[Written request 1] Reproduce the passage on minimalist methods in biblical history word for word.
:: Page
From archive of teol.ku.dk site

The reason my posts relating to Biblical questions so often express a view that is inconsistent with mainstream narratives has nothing to do with wanting to be different (as the moderator on the earlywritings forum has patronizingly insisted) but everything to do with examining the evidence according to the same methods that are accepted as normative best-practice in other fields of history and classical studies. It was for this reason — identifying what I considered a fundamentally sound method of research and interpretation of evidence — that attracted me to the methods of what is sometimes (and dismissively) termed “minimalism” in explorations of the origins of Judaism, Christianity and the Bible.

So I feel a little reassured when I read that the same so-called “minimalist” authors themselves acknowledge that their approach is nothing other than what is considered uncontroversial in other areas of historical studies. It is only controversial, it seems, in the context of biblical studies — for reasons not hard to fathom. It is even more reassuring and encouraging to see that some of the “minimalist” scholars have taken practical steps to change the way Palestine’s history is understood more generally and taught in Palestinian schools and universities. Given the current ongoing slaughter of Palestinians in Gaza by the IDF it is very difficult to conceptualize anything positive for the future in Palestine-Israel, so one does hope that the candle-flame of The Palestine History and Heritage Project (PaHH) will not be fully extinguished.

The methods — doing history the way other historians are expected to do it

The PaHH project follows research principles set forth in the Copenhagen School’s insistence on producing clear methodological and epistemological evidence based historiography, such as is required in classical history writing, and rejecting the biblical-archaeologically designed history of “ancient Israel” most often presented in historiographies of ancient Palestine. (Hjelm 15)
::::
:: Data in this exercise
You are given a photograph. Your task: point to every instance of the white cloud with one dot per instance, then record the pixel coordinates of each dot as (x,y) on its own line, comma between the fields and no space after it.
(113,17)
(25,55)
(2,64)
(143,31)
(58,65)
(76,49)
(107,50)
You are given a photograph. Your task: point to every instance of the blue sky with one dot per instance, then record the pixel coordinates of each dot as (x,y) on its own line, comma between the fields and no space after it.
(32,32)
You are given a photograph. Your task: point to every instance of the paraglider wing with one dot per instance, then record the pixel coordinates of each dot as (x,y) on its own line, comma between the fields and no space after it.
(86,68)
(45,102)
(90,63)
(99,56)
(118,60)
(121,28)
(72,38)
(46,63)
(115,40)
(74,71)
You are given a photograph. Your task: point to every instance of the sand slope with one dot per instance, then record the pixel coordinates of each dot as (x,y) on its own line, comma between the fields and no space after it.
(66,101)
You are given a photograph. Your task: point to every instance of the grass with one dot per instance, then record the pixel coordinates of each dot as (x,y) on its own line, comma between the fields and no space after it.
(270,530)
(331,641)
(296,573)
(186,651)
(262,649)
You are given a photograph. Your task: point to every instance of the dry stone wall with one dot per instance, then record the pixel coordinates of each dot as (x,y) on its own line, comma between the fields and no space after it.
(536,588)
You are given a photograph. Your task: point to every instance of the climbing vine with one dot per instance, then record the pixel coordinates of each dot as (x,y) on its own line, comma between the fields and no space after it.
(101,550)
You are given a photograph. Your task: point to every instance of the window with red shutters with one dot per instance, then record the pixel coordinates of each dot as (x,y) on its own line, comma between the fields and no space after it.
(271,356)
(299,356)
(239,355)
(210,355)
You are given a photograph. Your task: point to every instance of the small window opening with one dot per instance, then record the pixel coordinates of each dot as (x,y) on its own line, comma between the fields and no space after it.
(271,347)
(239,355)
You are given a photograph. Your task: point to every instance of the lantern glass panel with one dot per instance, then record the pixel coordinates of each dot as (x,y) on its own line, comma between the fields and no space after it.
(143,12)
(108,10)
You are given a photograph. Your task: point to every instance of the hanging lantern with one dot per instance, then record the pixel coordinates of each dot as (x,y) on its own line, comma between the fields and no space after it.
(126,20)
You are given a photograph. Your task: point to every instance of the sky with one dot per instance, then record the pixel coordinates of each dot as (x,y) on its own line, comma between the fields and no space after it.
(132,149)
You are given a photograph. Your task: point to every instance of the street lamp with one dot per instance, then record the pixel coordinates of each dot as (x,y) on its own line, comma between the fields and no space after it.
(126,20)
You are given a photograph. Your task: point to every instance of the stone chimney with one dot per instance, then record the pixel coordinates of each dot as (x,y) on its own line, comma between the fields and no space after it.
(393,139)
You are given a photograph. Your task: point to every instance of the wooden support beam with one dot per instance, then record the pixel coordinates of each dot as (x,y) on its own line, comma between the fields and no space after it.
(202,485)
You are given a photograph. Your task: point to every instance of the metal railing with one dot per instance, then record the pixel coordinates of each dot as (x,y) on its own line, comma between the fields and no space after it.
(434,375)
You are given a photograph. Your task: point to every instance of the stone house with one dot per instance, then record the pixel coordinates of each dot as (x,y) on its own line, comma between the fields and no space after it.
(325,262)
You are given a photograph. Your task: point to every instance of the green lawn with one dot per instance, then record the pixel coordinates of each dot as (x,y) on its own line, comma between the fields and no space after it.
::::
[Written request 2] List in full each line of the rows above that contains the string "wing".

[Final answer 1]
From archive of teol.ku.dk site

The reason my posts relating to Biblical questions so often express a view that is inconsistent with mainstream narratives has nothing to do with wanting to be different (as the moderator on the earlywritings forum has patronizingly insisted) but everything to do with examining the evidence according to the same methods that are accepted as normative best-practice in other fields of history and classical studies. It was for this reason — identifying what I considered a fundamentally sound method of research and interpretation of evidence — that attracted me to the methods of what is sometimes (and dismissively) termed “minimalism” in explorations of the origins of Judaism, Christianity and the Bible.

So I feel a little reassured when I read that the same so-called “minimalist” authors themselves acknowledge that their approach is nothing other than what is considered uncontroversial in other areas of historical studies. It is only controversial, it seems, in the context of biblical studies — for reasons not hard to fathom. It is even more reassuring and encouraging to see that some of the “minimalist” scholars have taken practical steps to change the way Palestine’s history is understood more generally and taught in Palestinian schools and universities. Given the current ongoing slaughter of Palestinians in Gaza by the IDF it is very difficult to conceptualize anything positive for the future in Palestine-Israel, so one does hope that the candle-flame of The Palestine History and Heritage Project (PaHH) will not be fully extinguished.

The methods — doing history the way other historians are expected to do it

The PaHH project follows research principles set forth in the Copenhagen School’s insistence on producing clear methodological and epistemological evidence based historiography, such as is required in classical history writing, and rejecting the biblical-archaeologically designed history of “ancient Israel” most often presented in historiographies of ancient Palestine. (Hjelm 15)

[Final answer 2]
You are given a photograph. Your task: point to every instance of the paraglider wing with one dot per instance, then record the pixel coordinates of each dot as (x,y) on its own line, comma between the fields and no space after it.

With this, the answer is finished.